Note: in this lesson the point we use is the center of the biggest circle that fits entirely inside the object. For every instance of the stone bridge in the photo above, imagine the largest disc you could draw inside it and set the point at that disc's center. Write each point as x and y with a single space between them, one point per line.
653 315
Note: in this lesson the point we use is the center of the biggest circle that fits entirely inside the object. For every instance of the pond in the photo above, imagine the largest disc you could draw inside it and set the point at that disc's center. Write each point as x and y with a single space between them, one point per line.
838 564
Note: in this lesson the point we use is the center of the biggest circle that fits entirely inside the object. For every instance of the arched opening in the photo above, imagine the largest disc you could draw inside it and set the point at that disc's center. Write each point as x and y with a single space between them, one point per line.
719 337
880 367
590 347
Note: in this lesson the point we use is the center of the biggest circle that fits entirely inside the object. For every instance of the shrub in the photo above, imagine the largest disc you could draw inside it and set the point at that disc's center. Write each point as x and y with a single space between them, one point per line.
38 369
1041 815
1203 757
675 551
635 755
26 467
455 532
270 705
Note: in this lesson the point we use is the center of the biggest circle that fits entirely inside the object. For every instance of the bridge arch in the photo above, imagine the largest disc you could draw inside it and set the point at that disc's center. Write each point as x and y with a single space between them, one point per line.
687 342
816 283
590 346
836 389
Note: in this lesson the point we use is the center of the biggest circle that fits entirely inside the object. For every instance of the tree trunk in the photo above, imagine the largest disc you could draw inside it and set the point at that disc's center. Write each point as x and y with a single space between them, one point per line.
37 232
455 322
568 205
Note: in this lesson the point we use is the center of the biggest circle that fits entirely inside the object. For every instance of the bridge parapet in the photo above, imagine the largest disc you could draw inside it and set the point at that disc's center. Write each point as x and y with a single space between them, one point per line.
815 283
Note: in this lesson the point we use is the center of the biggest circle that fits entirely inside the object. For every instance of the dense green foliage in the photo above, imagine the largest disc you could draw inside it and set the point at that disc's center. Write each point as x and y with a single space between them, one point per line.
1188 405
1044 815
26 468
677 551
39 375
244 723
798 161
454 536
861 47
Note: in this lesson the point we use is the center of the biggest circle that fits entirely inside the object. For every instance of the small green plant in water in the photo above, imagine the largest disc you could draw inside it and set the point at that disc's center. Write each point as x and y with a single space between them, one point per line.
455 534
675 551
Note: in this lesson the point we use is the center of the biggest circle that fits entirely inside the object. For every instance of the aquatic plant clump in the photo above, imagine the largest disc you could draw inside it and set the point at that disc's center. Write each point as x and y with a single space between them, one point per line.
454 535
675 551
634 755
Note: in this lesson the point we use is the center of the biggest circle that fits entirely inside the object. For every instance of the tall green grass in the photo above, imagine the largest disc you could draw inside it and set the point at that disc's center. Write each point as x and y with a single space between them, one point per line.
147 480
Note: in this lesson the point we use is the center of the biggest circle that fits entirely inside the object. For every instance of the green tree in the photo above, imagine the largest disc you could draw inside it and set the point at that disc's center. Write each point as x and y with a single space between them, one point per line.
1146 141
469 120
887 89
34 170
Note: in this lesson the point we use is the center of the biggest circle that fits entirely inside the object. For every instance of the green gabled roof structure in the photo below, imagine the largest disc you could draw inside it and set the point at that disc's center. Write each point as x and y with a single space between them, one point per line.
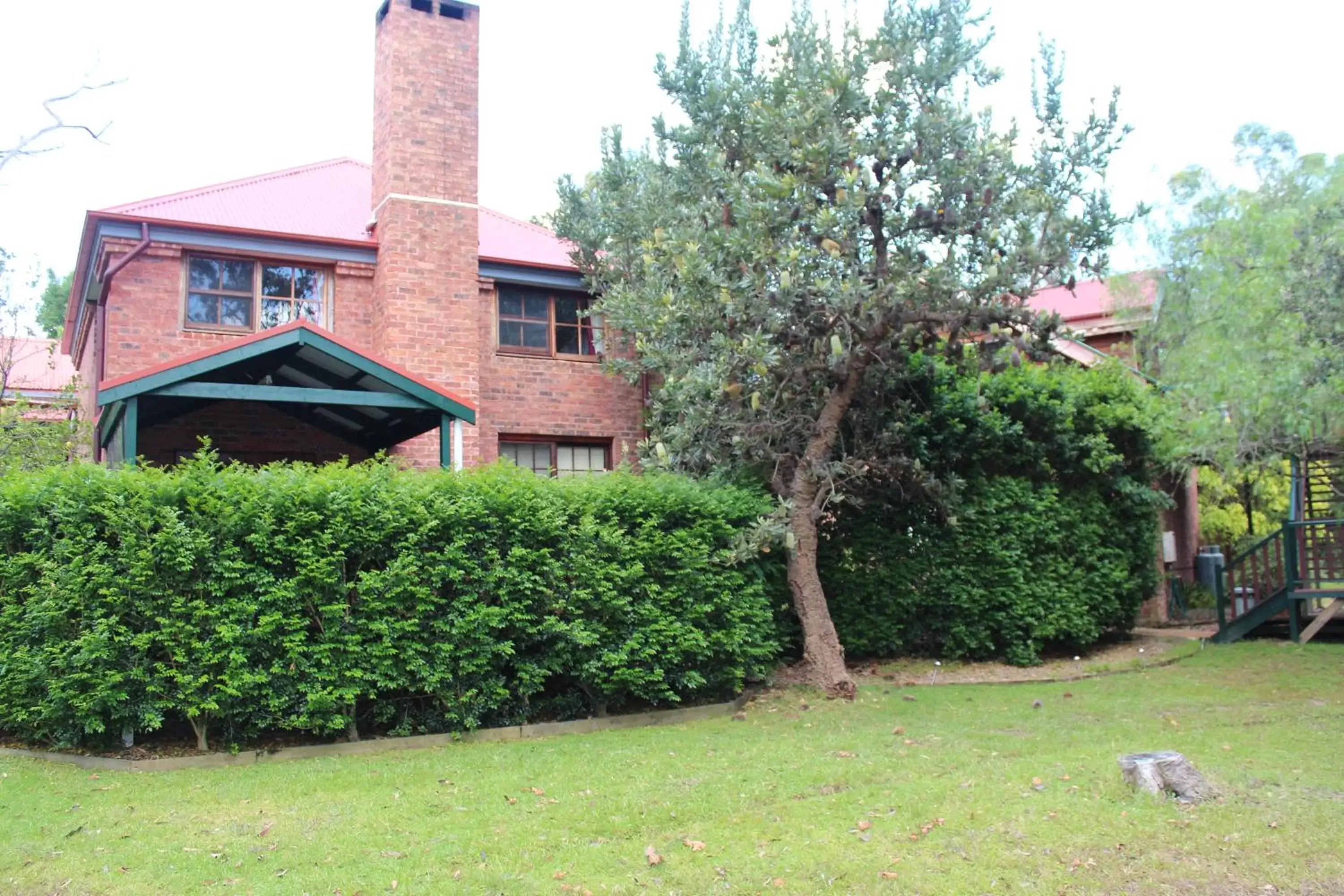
299 369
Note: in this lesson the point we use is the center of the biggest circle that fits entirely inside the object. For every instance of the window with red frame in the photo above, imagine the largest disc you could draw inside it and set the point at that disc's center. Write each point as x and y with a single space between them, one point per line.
547 323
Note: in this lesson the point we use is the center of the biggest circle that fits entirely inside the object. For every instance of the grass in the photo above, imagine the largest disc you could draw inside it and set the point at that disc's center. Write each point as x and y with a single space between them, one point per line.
979 794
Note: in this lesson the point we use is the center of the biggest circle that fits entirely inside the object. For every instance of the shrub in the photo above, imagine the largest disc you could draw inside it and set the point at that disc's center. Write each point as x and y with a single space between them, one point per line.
308 598
1046 532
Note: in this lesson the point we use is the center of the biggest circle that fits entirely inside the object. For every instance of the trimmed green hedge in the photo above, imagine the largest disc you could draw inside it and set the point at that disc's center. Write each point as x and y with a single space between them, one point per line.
304 598
1045 536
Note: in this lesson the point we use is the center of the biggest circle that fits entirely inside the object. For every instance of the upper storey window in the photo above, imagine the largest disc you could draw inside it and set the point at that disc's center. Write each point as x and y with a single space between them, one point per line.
242 296
547 323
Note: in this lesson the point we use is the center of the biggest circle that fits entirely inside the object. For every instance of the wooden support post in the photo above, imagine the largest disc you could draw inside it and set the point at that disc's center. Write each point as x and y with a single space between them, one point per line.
445 443
1322 618
131 431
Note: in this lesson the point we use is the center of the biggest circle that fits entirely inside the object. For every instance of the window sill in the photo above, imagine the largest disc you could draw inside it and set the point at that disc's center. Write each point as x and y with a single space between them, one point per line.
220 331
578 359
228 331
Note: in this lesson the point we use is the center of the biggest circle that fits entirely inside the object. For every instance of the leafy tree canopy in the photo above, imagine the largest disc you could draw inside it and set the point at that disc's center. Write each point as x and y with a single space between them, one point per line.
52 306
1249 334
827 210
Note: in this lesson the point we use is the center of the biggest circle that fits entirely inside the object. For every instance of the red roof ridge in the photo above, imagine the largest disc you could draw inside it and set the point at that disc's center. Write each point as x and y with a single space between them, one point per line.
518 221
233 185
260 336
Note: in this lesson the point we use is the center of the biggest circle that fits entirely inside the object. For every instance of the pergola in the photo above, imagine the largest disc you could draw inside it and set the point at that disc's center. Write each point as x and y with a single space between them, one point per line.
297 369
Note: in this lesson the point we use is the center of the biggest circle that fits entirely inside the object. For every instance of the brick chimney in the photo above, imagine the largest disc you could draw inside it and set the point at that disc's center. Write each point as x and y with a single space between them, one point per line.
426 293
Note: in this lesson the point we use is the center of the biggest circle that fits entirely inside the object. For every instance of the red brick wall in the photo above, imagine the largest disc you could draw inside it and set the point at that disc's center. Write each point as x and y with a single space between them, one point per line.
425 150
424 306
550 397
249 431
146 308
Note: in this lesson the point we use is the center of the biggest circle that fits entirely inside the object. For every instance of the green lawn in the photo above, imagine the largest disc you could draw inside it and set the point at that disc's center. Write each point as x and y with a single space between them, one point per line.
980 794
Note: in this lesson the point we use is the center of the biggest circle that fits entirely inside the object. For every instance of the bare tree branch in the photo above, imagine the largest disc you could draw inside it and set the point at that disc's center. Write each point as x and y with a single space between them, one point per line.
27 146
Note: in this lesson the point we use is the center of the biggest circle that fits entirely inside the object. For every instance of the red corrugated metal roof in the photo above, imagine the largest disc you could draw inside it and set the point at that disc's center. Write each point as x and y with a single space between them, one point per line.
1094 303
330 201
38 366
271 334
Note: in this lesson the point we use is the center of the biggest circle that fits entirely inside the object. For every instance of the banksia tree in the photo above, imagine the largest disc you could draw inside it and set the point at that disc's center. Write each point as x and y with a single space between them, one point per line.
827 210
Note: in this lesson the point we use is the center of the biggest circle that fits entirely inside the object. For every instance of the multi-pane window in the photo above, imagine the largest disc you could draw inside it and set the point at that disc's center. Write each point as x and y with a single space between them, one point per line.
551 323
233 295
289 295
220 293
557 458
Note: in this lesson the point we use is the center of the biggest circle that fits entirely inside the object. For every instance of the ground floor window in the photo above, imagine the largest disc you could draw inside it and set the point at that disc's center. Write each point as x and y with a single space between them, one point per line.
557 458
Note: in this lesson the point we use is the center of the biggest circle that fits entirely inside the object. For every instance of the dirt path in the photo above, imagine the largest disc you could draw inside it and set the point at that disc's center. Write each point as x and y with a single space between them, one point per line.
1144 649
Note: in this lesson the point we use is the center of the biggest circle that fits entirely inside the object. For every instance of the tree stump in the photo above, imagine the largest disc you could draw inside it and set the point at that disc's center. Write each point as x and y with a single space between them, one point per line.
1166 771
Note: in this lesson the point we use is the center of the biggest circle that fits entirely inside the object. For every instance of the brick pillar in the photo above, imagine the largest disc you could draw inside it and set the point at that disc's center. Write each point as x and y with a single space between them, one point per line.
425 314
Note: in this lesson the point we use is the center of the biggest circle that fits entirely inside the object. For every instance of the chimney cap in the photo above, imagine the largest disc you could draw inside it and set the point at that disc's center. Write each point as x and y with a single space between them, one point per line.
447 9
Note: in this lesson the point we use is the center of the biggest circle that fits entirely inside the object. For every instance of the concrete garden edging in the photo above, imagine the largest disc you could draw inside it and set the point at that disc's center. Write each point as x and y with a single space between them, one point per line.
389 745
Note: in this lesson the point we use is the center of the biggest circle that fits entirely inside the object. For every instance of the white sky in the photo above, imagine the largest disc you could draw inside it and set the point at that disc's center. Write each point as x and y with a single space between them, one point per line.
225 89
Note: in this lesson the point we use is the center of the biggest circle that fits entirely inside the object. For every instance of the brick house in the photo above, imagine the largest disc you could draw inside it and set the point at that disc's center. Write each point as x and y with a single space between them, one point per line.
339 308
1100 320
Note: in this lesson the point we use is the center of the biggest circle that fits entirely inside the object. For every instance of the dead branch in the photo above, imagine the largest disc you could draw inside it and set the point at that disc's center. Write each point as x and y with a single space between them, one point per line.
29 146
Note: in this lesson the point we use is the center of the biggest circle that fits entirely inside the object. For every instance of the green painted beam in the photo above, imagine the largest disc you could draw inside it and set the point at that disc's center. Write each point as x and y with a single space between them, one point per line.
388 375
1248 622
108 424
293 394
131 431
199 367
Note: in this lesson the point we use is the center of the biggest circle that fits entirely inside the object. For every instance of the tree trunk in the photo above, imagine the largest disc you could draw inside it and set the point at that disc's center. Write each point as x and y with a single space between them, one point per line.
353 727
822 649
823 653
201 727
1167 771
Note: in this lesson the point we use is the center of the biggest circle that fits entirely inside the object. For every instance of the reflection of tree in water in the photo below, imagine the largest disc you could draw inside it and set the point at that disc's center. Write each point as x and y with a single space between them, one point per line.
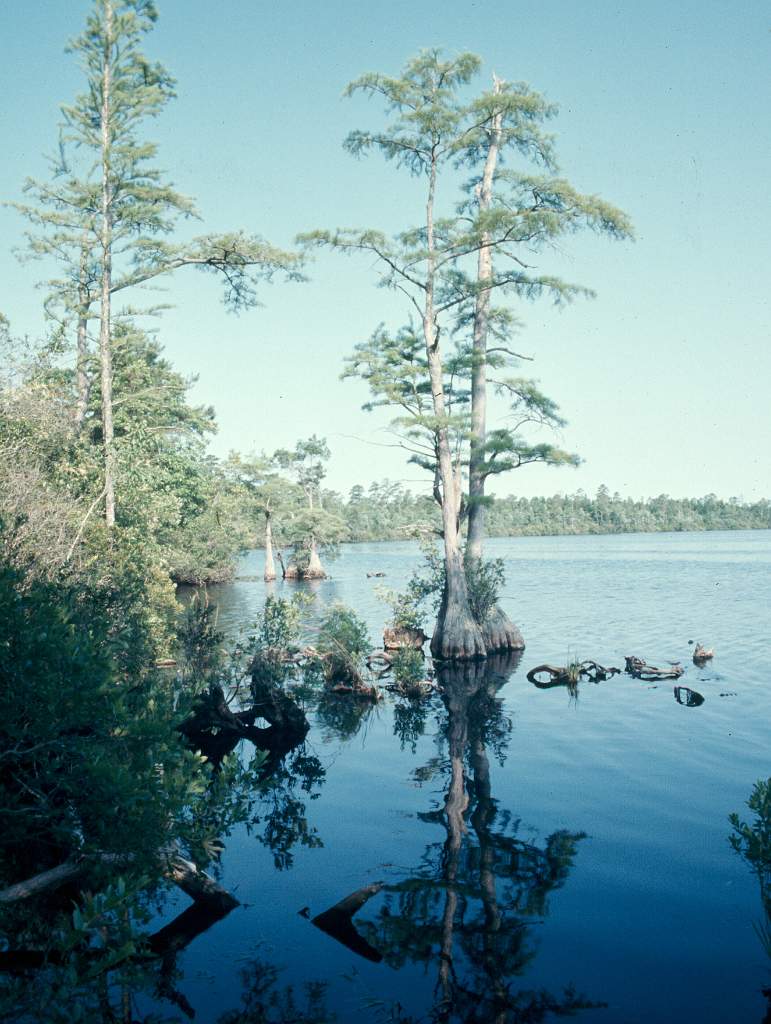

**Task statement:**
State how many lines in the rows above contain the string "canopy", giving only the number.

**Response to this task:**
1